═════ INPUT

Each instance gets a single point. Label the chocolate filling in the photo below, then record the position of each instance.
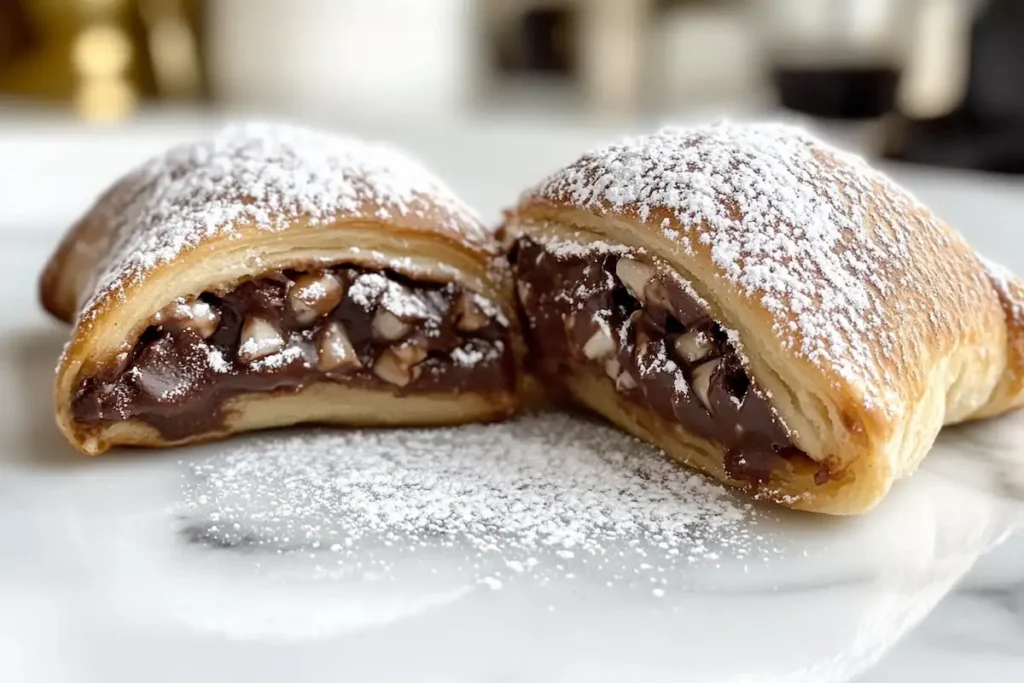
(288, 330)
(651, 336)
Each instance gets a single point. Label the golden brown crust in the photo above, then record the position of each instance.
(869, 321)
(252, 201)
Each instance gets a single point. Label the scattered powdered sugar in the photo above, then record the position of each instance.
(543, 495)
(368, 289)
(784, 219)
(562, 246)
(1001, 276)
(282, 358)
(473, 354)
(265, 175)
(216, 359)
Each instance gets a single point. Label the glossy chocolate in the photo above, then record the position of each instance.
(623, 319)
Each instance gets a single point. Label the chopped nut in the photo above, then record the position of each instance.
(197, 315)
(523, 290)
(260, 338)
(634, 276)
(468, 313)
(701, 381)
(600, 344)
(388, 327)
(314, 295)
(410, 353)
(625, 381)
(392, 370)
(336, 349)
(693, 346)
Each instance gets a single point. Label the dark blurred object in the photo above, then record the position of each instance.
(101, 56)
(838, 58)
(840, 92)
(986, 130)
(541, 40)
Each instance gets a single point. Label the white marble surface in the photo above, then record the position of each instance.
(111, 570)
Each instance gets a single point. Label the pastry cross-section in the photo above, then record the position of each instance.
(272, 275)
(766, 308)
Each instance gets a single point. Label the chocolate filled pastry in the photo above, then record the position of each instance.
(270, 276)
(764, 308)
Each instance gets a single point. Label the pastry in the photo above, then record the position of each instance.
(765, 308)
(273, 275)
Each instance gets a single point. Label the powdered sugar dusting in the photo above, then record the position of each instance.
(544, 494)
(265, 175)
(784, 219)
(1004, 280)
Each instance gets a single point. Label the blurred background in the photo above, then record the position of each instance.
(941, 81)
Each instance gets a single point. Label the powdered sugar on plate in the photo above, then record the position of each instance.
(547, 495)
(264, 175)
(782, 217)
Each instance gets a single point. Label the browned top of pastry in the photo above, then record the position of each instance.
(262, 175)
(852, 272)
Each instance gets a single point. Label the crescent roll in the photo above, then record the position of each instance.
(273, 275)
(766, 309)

══════════
═════ INPUT

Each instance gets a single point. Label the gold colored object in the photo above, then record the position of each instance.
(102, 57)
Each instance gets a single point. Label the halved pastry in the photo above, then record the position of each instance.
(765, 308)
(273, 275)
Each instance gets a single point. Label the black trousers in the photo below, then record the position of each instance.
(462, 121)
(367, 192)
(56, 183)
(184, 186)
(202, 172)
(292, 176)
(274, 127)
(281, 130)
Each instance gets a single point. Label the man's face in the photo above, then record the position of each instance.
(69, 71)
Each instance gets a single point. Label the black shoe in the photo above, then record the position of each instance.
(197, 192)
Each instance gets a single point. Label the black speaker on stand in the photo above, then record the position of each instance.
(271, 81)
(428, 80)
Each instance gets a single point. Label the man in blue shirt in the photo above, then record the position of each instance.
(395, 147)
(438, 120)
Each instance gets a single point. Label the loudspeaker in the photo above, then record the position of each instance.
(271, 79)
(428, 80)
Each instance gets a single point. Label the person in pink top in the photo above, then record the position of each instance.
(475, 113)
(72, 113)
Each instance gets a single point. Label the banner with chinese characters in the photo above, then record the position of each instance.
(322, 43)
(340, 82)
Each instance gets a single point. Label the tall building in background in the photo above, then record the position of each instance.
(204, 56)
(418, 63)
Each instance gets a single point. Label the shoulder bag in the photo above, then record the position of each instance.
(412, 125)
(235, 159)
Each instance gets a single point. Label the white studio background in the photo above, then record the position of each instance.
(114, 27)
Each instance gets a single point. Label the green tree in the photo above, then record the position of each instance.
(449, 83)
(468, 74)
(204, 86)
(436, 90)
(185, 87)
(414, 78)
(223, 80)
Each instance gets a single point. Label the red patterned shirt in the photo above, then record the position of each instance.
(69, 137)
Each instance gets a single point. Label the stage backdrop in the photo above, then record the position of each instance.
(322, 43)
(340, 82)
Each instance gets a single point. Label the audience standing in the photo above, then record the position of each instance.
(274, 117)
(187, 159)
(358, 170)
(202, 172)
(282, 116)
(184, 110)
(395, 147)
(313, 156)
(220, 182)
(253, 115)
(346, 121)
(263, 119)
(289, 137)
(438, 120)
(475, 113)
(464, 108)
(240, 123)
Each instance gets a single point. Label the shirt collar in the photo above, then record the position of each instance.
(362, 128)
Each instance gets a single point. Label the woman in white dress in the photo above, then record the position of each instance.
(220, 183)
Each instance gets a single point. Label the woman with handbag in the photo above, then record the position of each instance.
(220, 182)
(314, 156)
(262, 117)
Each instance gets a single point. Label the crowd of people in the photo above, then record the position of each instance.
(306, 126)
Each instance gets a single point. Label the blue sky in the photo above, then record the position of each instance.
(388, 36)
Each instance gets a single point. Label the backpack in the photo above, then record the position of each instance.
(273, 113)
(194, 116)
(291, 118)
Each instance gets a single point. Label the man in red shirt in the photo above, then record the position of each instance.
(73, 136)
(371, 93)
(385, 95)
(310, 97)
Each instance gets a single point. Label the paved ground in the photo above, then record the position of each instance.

══════════
═════ INPUT

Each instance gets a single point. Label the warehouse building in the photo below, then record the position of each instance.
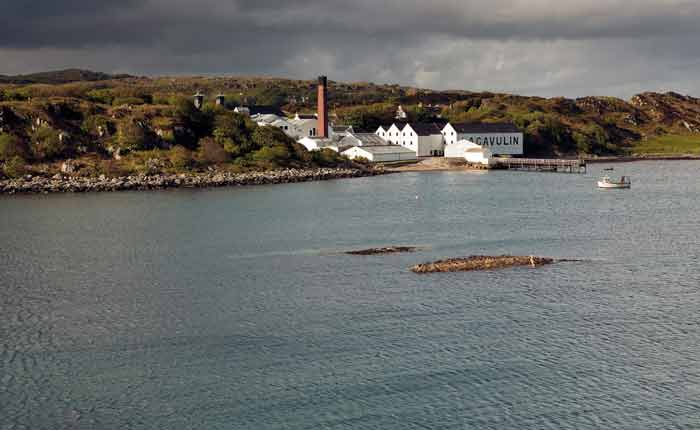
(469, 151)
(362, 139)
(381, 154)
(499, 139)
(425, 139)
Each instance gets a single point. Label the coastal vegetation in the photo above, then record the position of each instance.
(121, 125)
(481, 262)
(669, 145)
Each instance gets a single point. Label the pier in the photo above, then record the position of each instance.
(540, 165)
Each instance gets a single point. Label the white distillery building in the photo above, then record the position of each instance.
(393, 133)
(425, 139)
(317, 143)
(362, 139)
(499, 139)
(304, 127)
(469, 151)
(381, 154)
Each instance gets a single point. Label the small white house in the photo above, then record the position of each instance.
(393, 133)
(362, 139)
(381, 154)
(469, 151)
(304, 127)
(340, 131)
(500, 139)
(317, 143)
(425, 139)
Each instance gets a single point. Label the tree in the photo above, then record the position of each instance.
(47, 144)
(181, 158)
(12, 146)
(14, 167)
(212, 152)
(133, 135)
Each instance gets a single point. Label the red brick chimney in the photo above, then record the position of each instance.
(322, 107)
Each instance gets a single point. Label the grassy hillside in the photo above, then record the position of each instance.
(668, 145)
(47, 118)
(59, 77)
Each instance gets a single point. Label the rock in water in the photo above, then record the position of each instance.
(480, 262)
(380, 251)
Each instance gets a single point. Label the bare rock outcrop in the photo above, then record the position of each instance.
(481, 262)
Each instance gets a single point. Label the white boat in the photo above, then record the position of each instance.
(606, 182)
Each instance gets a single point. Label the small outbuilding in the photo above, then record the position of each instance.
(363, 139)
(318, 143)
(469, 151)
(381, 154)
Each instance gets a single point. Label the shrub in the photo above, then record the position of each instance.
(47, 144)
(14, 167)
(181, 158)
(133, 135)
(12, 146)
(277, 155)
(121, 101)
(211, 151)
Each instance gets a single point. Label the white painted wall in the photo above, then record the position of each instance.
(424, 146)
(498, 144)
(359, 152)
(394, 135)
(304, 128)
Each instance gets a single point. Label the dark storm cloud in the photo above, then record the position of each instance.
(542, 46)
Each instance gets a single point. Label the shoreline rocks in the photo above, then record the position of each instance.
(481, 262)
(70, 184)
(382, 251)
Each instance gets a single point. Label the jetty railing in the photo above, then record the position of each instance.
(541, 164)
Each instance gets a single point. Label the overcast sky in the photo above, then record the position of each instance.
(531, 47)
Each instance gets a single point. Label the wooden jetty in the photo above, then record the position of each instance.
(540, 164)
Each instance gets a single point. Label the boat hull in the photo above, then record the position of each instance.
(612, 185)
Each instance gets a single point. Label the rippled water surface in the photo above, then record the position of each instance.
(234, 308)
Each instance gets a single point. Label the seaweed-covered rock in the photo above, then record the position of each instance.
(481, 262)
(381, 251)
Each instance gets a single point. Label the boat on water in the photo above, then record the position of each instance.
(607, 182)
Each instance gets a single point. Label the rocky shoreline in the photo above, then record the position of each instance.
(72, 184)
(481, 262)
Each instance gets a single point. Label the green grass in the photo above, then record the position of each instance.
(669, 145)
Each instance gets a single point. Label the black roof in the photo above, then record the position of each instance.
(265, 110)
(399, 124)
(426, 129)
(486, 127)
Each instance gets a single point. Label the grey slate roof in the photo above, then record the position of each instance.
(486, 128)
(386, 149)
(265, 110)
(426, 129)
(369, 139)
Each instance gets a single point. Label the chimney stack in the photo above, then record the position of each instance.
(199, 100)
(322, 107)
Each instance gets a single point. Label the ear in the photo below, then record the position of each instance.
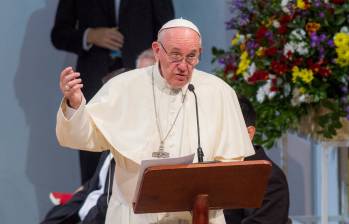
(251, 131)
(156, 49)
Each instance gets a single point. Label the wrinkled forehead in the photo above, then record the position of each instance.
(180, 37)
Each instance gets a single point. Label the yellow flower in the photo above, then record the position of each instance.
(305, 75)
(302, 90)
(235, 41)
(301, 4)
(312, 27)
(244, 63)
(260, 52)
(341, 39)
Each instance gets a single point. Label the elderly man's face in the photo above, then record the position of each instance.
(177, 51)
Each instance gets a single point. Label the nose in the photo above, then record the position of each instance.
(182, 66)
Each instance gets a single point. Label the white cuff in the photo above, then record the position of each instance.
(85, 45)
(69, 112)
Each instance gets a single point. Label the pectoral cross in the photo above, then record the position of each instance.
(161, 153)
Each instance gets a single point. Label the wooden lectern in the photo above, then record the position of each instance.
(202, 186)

══════════

— EXERCISE PROMPT —
Return the entries verbatim, from the line with "Each instance gets a single point. Label the red patterned" to the line with "Each instance gets a single point. Label the paved", including both of those lines.

— OUTPUT OF THE TASK —
Each instance gets a single point. Label the red patterned shirt in the photo above, then record the position of each instance.
(69, 137)
Each instance gets a single point. Label the stage backdrop in the photo above, then record the position of each instance.
(322, 43)
(340, 82)
Each instance gets a single point. Label the audience standing in the photo above, then record the position of each instance.
(274, 117)
(187, 159)
(358, 170)
(202, 172)
(282, 116)
(184, 110)
(395, 147)
(313, 156)
(220, 182)
(253, 115)
(346, 121)
(263, 119)
(289, 137)
(438, 120)
(475, 113)
(464, 108)
(240, 123)
Each instance gets a single point. Label the shirt collar in the photo above, then record the position of each instance.
(362, 128)
Each instance gets a single point. Label the woman in white dress in the photo above, then record the position of each instance.
(220, 183)
Each instance gets a single point. Label the woman with handbag in the photo above, then record the position of each instance.
(220, 182)
(314, 156)
(262, 117)
Each instance gets a single point. Label the crowd of people in the photo above, then record the position of each instance.
(306, 126)
Each instance gets a single point. Label the blue sky in the photo above, then record the position of each instance.
(388, 36)
Each instance gets a single point. Label the backpack in the photo above, then record the position of each instance.
(273, 113)
(194, 116)
(291, 118)
Each instance gets a single point. Label the man in red shirt in the photo above, then record the position of each instance.
(73, 136)
(371, 93)
(385, 95)
(310, 97)
Each instance gets a single point. Label the paved ground in the photo above, then record the position of each instance.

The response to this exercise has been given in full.